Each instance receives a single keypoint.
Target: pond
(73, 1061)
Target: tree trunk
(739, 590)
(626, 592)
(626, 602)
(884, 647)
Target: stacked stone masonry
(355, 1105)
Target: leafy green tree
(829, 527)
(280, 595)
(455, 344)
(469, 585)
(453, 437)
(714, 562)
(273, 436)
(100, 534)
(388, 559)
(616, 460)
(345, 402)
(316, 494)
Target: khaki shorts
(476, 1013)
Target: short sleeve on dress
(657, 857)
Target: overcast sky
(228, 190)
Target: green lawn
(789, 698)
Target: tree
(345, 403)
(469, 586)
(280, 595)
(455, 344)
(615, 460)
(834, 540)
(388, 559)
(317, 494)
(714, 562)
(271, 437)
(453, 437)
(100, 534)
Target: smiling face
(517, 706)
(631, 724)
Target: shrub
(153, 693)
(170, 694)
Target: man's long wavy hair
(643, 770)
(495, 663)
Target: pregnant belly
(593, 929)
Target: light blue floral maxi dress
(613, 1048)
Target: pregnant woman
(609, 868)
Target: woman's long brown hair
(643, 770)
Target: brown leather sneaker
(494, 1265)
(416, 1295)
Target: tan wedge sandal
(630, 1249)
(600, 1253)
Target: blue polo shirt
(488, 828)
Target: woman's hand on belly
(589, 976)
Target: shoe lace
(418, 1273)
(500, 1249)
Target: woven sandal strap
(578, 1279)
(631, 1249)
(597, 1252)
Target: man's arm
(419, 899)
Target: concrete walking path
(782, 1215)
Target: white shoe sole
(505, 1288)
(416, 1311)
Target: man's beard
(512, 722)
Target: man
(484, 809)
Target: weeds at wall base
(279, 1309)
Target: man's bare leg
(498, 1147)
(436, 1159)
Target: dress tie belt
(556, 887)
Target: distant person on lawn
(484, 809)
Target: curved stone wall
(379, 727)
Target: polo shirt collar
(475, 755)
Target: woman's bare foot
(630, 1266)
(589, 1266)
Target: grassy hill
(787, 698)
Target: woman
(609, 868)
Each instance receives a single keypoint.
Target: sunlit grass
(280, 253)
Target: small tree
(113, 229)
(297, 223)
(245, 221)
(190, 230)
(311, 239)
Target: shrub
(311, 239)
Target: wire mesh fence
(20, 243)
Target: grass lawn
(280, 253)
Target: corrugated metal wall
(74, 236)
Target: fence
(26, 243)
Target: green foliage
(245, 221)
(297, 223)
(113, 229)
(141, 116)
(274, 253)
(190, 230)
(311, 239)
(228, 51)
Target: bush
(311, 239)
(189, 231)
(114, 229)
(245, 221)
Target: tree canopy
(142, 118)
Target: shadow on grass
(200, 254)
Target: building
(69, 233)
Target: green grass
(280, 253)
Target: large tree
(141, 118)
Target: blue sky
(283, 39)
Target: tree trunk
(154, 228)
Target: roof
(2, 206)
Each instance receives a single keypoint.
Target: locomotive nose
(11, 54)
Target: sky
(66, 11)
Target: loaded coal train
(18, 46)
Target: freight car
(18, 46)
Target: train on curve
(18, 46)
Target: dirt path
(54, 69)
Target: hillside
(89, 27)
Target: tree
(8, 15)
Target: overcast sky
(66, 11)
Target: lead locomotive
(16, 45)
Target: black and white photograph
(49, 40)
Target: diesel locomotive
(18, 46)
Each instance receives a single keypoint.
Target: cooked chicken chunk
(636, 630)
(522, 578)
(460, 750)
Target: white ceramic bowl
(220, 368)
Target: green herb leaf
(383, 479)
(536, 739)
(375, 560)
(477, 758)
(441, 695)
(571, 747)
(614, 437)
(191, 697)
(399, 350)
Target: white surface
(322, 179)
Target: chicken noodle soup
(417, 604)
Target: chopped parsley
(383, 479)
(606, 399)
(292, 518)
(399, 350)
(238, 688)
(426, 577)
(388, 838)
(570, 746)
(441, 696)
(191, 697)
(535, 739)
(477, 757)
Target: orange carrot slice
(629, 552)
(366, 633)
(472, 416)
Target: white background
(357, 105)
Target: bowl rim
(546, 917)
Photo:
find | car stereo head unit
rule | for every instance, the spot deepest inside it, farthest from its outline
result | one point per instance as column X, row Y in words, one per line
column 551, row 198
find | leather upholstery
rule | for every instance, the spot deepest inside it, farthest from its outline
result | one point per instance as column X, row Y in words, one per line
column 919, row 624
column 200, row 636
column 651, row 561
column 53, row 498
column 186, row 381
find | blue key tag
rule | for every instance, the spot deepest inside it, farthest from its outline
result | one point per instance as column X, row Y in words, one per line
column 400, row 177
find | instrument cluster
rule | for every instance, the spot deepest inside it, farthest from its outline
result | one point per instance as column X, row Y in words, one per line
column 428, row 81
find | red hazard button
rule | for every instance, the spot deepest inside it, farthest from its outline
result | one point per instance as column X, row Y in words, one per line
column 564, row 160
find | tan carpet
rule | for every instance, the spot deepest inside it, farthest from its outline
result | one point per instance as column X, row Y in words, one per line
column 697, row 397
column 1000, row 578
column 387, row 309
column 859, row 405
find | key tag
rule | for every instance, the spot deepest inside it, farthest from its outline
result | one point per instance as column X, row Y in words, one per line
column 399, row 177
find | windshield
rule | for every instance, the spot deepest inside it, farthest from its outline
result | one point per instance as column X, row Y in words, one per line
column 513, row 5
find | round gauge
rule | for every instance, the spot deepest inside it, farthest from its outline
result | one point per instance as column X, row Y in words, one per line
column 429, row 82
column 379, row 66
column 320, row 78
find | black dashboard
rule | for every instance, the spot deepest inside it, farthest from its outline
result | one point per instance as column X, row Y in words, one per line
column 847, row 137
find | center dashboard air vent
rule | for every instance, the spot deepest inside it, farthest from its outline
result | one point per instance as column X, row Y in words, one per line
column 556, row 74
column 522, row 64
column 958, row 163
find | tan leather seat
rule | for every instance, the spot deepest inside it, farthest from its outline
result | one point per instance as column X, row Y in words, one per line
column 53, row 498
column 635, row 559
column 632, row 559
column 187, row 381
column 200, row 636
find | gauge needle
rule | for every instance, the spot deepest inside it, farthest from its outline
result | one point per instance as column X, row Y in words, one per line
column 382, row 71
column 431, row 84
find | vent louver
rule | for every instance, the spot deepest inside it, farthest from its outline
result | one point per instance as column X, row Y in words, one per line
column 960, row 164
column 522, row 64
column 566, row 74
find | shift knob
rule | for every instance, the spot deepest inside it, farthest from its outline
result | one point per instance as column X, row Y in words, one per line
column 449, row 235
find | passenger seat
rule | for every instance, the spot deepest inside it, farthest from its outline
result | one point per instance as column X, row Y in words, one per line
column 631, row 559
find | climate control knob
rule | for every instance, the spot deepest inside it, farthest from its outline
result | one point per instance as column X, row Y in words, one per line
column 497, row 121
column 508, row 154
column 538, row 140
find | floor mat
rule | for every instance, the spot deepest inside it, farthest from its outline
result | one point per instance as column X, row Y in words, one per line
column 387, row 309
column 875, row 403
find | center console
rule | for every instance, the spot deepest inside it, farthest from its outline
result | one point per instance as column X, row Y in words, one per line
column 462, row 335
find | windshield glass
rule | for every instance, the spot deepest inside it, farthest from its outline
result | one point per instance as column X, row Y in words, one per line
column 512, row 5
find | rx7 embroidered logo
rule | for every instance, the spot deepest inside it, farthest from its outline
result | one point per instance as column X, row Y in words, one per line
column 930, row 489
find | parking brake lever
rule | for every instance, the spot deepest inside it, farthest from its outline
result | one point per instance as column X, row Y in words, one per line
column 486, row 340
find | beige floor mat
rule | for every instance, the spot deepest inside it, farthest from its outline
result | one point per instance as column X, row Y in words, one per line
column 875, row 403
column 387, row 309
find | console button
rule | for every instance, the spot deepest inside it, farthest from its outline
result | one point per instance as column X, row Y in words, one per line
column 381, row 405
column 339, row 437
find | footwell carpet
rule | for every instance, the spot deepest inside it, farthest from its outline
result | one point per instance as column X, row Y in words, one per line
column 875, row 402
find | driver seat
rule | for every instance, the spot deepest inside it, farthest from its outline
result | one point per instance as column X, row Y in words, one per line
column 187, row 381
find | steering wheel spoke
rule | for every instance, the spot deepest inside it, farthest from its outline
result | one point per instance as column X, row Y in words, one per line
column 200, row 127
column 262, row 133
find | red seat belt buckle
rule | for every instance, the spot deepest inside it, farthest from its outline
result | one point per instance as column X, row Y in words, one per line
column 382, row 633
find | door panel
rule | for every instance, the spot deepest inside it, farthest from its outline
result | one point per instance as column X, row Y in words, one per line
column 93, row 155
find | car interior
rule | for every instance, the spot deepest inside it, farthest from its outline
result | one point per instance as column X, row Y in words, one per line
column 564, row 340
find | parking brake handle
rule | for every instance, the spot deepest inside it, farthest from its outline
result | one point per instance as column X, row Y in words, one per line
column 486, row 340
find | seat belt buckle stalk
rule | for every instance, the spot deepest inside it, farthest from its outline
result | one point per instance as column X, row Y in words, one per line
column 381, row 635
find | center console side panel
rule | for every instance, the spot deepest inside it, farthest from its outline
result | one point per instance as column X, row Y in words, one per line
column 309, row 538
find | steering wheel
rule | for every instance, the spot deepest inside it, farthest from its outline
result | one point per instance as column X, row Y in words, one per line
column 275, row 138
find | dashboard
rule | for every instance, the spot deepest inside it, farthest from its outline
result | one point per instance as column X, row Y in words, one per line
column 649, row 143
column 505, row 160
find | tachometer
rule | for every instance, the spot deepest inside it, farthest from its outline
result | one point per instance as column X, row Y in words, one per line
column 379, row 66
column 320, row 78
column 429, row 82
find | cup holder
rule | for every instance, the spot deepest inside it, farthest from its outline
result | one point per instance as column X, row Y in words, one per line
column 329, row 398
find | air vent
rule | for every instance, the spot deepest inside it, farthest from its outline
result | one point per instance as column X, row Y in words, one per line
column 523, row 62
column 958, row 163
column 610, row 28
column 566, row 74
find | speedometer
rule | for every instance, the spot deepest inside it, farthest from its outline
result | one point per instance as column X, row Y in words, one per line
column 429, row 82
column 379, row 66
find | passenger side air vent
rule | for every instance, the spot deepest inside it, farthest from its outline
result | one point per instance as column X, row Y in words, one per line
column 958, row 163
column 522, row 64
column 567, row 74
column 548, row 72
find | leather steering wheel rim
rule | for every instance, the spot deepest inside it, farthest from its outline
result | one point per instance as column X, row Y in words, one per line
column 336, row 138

####

**Work required:** When the word "button" shows up in a line of the entries, report that line.

**Response for this exercise:**
find | red hazard button
find | console button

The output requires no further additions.